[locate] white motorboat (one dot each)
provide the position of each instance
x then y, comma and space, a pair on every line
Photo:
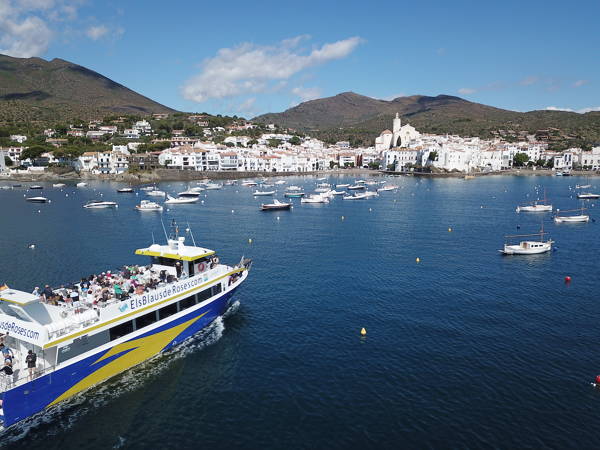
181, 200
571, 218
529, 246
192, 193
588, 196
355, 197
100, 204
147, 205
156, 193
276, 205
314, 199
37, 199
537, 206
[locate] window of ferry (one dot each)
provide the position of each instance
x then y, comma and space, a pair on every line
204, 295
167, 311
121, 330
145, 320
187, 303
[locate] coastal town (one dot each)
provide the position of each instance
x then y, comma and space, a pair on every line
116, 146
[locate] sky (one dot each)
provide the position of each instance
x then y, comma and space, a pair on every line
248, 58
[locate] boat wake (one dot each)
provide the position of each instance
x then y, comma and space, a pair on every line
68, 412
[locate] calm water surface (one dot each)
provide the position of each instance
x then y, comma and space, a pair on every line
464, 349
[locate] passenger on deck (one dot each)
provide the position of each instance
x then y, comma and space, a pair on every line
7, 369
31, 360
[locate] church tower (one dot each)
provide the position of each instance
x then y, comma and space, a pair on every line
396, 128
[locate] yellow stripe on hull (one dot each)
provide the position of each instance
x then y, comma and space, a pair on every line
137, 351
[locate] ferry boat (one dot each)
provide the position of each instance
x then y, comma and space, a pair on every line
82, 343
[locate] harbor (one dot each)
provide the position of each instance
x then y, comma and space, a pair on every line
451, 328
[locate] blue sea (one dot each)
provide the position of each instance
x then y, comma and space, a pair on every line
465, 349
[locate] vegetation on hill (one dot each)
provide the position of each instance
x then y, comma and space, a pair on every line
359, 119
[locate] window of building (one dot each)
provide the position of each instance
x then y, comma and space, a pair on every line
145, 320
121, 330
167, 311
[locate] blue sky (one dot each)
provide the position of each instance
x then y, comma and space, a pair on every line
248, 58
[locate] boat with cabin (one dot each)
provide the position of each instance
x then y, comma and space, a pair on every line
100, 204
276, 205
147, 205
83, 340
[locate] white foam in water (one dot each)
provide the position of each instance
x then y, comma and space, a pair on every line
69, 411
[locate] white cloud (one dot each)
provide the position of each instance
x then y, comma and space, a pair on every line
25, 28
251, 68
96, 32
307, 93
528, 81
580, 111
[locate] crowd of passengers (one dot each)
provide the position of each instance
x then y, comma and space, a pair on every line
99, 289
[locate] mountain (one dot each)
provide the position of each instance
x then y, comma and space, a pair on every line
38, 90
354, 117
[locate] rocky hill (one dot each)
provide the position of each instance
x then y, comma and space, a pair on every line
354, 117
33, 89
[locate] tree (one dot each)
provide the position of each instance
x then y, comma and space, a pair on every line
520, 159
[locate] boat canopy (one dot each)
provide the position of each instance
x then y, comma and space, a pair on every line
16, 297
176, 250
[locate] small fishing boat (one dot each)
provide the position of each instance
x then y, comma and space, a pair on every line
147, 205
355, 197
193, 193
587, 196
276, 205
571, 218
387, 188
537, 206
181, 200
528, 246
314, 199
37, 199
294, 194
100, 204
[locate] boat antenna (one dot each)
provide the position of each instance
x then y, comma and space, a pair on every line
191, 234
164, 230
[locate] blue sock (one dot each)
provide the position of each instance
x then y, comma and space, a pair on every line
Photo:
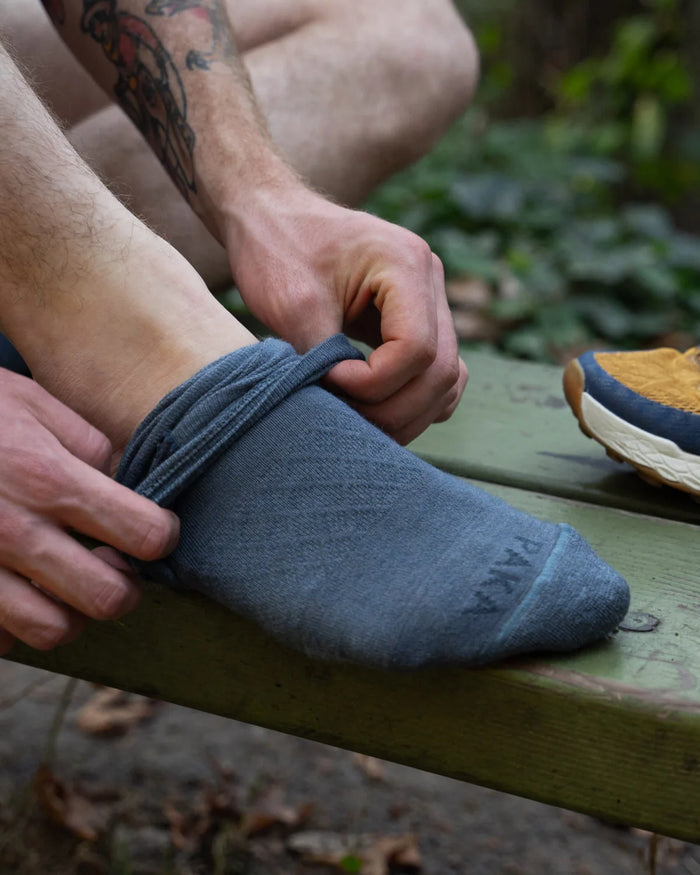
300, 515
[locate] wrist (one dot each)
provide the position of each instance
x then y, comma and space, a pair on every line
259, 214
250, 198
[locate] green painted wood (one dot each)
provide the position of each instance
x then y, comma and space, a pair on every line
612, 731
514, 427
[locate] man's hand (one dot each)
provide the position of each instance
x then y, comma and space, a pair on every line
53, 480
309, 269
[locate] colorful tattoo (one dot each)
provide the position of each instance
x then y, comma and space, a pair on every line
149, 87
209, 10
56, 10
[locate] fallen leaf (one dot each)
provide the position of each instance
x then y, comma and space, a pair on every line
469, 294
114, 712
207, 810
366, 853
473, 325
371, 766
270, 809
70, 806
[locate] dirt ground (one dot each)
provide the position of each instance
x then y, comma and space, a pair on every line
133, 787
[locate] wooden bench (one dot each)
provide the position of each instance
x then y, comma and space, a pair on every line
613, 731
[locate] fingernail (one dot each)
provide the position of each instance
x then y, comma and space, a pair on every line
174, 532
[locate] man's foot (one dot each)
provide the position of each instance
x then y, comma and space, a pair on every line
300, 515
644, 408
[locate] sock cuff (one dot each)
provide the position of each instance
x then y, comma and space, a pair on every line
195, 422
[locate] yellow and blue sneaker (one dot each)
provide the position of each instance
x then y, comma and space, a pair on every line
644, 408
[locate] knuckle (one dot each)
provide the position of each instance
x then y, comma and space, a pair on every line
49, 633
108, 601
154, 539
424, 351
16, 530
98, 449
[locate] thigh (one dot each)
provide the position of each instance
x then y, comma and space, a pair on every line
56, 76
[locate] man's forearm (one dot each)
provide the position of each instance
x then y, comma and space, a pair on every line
= = = = = = =
#### [Task statement]
Return each line from the data where the string "window" can be found.

#### [Answer section]
[locate] window of ferry (one dot each)
[locate] window of building (one dot each)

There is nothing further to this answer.